┏━━

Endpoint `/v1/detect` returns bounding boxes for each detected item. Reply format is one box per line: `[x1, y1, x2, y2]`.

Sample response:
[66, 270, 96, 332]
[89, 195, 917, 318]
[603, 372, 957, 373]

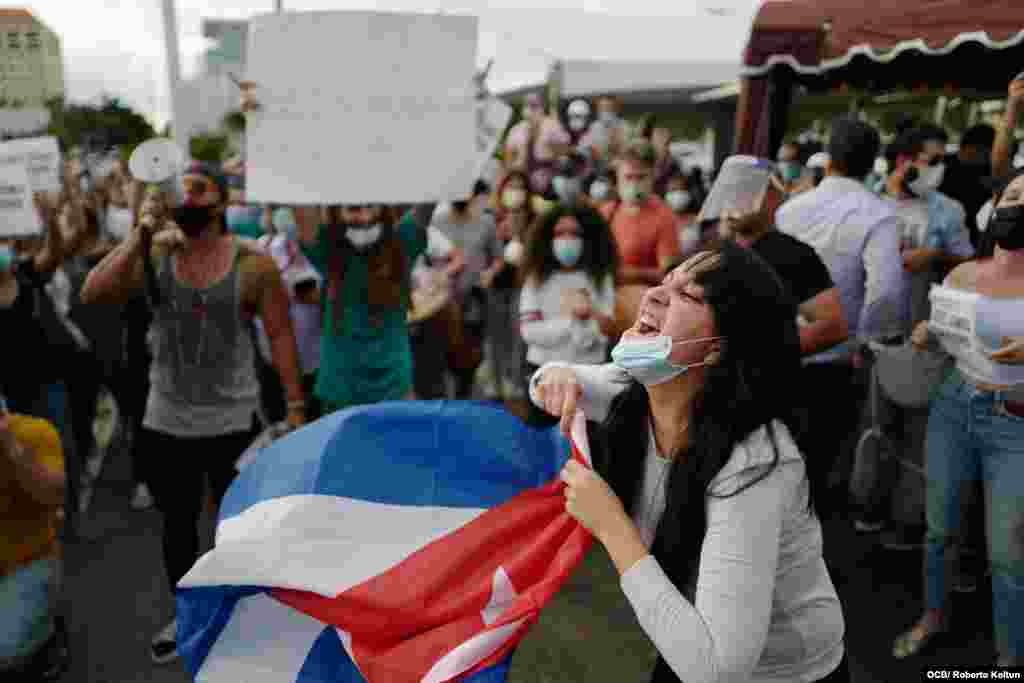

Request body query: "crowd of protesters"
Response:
[0, 70, 1024, 680]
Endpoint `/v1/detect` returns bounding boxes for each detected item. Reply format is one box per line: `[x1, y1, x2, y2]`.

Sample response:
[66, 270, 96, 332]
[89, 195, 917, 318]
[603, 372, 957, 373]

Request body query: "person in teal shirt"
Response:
[295, 205, 434, 415]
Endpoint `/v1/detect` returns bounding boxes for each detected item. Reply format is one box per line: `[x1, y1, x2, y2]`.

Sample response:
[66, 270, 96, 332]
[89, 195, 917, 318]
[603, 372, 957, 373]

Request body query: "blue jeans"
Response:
[925, 372, 1024, 661]
[0, 559, 56, 672]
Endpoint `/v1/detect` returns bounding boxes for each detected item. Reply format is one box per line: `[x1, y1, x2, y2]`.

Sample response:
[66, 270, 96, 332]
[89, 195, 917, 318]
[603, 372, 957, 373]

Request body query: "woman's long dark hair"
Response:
[592, 243, 814, 614]
[522, 204, 618, 288]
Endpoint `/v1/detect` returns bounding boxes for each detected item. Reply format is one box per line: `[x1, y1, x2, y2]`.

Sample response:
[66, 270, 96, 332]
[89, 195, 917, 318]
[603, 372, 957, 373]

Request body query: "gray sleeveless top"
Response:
[144, 239, 259, 437]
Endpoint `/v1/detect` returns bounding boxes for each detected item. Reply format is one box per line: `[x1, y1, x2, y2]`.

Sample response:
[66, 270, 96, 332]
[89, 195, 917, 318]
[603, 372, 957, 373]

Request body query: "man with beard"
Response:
[81, 158, 305, 664]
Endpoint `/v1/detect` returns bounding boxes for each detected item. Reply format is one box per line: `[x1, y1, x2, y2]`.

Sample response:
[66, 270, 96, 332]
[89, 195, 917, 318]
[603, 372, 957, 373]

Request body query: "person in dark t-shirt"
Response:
[721, 176, 849, 357]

┗━━

Reproduce the items starting at the beginning and ending with the line that contains "[0, 70, 1024, 680]", requests included, and rescale only the bounding-box coordinates in the answers by multiplying each by 0.7 and rounding to whole numbers, with halves rounded up. Leave the pictures out of your answer.

Endpoint `/v1/detect` returns bounding boxes for each detected item. Reply format is one box per line: `[x1, y1, x2, y2]`.

Sample response:
[66, 270, 96, 332]
[89, 195, 917, 318]
[603, 372, 957, 373]


Request body query: "crowd of protesters"
Response:
[0, 49, 717, 476]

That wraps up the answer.